EXERCISE DIRECTIONS:
Put the rows from the first line through the line containing "column 506, row 831" into a Markdown table with the columns Num and Content, giving each line a number and skipping blank lines. Leave the pictures out.
-------- RECORDS SUPPLIED
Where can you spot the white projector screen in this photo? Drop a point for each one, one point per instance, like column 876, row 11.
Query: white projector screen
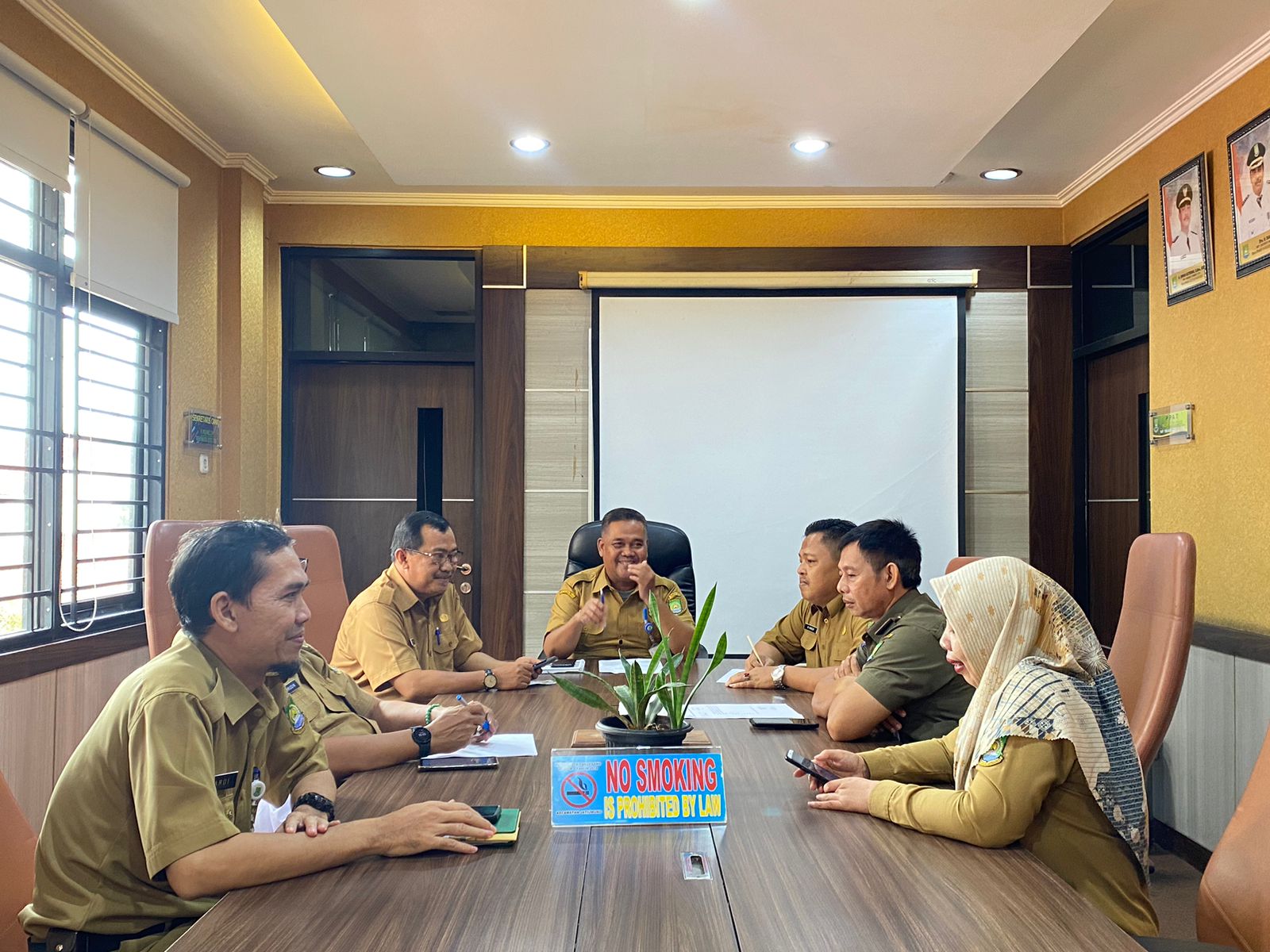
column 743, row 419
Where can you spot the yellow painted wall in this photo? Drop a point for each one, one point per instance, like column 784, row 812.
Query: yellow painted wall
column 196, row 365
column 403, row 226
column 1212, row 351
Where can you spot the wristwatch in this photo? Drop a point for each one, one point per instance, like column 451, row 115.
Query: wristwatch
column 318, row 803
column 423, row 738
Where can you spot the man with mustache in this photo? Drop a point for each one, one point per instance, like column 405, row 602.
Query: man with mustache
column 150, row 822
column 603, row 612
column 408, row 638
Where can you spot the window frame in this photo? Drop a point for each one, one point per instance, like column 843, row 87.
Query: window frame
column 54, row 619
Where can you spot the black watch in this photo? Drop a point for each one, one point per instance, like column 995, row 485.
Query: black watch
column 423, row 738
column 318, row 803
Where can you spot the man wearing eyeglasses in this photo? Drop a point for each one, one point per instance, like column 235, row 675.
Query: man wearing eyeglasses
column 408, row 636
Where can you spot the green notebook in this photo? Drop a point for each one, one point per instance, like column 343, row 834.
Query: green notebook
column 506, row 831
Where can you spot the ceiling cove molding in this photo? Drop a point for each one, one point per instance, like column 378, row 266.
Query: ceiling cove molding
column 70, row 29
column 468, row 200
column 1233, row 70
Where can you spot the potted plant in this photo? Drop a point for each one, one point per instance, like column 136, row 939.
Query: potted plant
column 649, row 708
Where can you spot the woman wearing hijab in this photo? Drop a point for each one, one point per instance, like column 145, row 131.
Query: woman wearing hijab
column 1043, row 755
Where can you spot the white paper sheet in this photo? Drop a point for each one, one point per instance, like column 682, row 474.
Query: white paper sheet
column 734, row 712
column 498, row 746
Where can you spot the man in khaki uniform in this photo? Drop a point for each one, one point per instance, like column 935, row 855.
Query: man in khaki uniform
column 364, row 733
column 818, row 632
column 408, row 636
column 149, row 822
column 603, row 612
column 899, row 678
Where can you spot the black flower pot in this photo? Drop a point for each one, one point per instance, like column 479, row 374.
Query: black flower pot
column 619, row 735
----------------
REPLY TO THE TASK:
| Num | Content |
|---|---|
| 1 | Where can you spot the white projector screen in this photo? Drop a point for each one, one point per instance, like column 876, row 11. |
| 2 | Query: white projector screen |
| 3 | column 743, row 419 |
| 4 | Where can you spot the yellow painted wall in this photo? Drop a point for each one, one point per instance, like column 784, row 812. |
| 5 | Query: yellow painted wall |
| 6 | column 196, row 365 |
| 7 | column 403, row 226 |
| 8 | column 1212, row 351 |
| 9 | Where can you spot the wristwatch in this photo? Drop a point for each one, one point per instance, like column 451, row 115. |
| 10 | Query: wristwatch |
| 11 | column 318, row 803 |
| 12 | column 423, row 738 |
| 13 | Where can you spot the man with mustache in this photo? Drop a point for each one, one point per instance, like column 405, row 602. |
| 14 | Query: man with mustache |
| 15 | column 150, row 822 |
| 16 | column 603, row 612 |
| 17 | column 408, row 638 |
| 18 | Where can you spot the window frame in this photo? Drop a point for each one, one point per instance, like column 843, row 87. |
| 19 | Query: window frame |
| 20 | column 54, row 619 |
| 21 | Where can you spot the black watch in this photo? Drop a point for each one, one point per instance, like column 995, row 485. |
| 22 | Query: black watch |
| 23 | column 423, row 738 |
| 24 | column 318, row 803 |
| 25 | Where can you spot the man wearing eyeglasses in this photo? Drop a point for each one, one point per instance, like column 235, row 675. |
| 26 | Query: man wearing eyeglasses |
| 27 | column 408, row 636 |
| 28 | Where can you spot the green notebook in this photo? Drop a point for each one, one point per instance, like column 343, row 834. |
| 29 | Query: green notebook |
| 30 | column 506, row 831 |